_Text provided_
Labor Department's new salaried overtime rule: What healthcare leaders should know

The Labor Department has issued its biggest increase to the federal overtime threshold in decades — and healthcare is among the most affected industries. 

Effective July 1, salaried workers making less than $43,888 per year will qualify for 1.5 times pay if they work more than 40 hours per week, up from the current cusp of $35,568. On Jan. 1, the threshold will rise again to include salaried workers making less than $58,656. 

The healthcare and social services industry — which employs a number of low-paid salaried workers — will see some of the most significant changes as a result of the rule, according to an April 23 analysis from the Economic Policy Institute. Across all industries, it is expected to result in an annual transfer of $1.5 billion from employers to workers in increased pay.

_Supplied data_
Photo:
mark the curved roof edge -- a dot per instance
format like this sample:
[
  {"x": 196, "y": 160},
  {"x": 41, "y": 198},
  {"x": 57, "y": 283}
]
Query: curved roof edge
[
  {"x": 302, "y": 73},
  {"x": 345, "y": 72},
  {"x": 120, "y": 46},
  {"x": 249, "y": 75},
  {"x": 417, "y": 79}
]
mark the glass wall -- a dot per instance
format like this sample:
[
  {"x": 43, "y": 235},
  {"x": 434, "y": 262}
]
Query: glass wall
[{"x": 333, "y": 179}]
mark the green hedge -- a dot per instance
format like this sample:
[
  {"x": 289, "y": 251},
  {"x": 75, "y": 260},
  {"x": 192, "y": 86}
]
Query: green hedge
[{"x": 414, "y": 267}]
...
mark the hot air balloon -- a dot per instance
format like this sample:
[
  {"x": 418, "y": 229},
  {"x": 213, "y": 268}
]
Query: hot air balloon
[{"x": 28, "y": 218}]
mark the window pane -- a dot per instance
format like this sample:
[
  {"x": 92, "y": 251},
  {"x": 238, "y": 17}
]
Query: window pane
--
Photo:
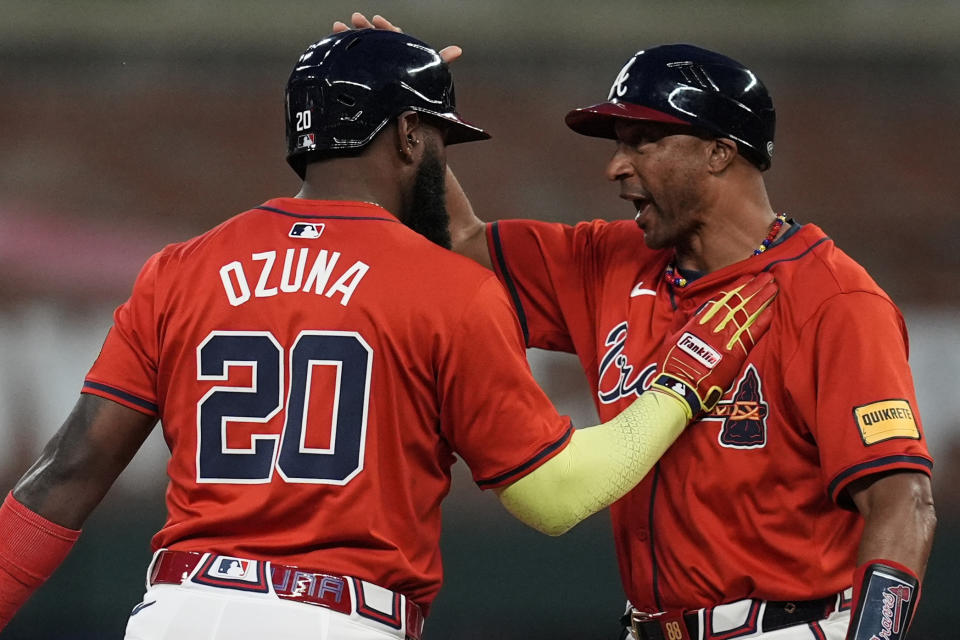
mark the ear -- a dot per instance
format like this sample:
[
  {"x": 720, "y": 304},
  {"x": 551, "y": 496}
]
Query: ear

_Prompt 1_
From the article on the Labor Department's overtime rule, list every dollar amount it mentions.
_Prompt 2_
Pick up the article on the Labor Department's overtime rule after its last sentence and write the next paragraph.

_Response 1_
$43,888
$35,568
$58,656
$1.5 billion

_Response 2_
Under the new rule, the salary levels will be updated automatically to reflect current earnings data. In an April 23 blog post, the Labor Department said it increased the minimum salary required for the EAP exemption from overtime pay every five to nine years between 1938 and 1975. Since then, long periods between increases to the salary requirement have caused "an erosion of the real value of the salary threshold" and made it more difficult to identify exempt EAP employees, according to the department. 

Employers can get "a reasonable sense well in advance of what the next threshold will be" on the Bureau of Labor Statistics' website by tracking how the 35th percentile of full-time salaried worker earnings in the lowest-wage Census region is evolving over time, according to the EPI. 

The Labor Department projects that 740,000 workers in the healthcare and social services industries will be affected. It estimates that small healthcare services entities — excluding hospitals — will see a total cost and payroll increase of $63.4 million in Year 1 and $94 million in Year 10. For small entity hospitals, the department anticipates a cost and payroll increase of $3.5 million in Year 1 and $4.4 million in Year 10.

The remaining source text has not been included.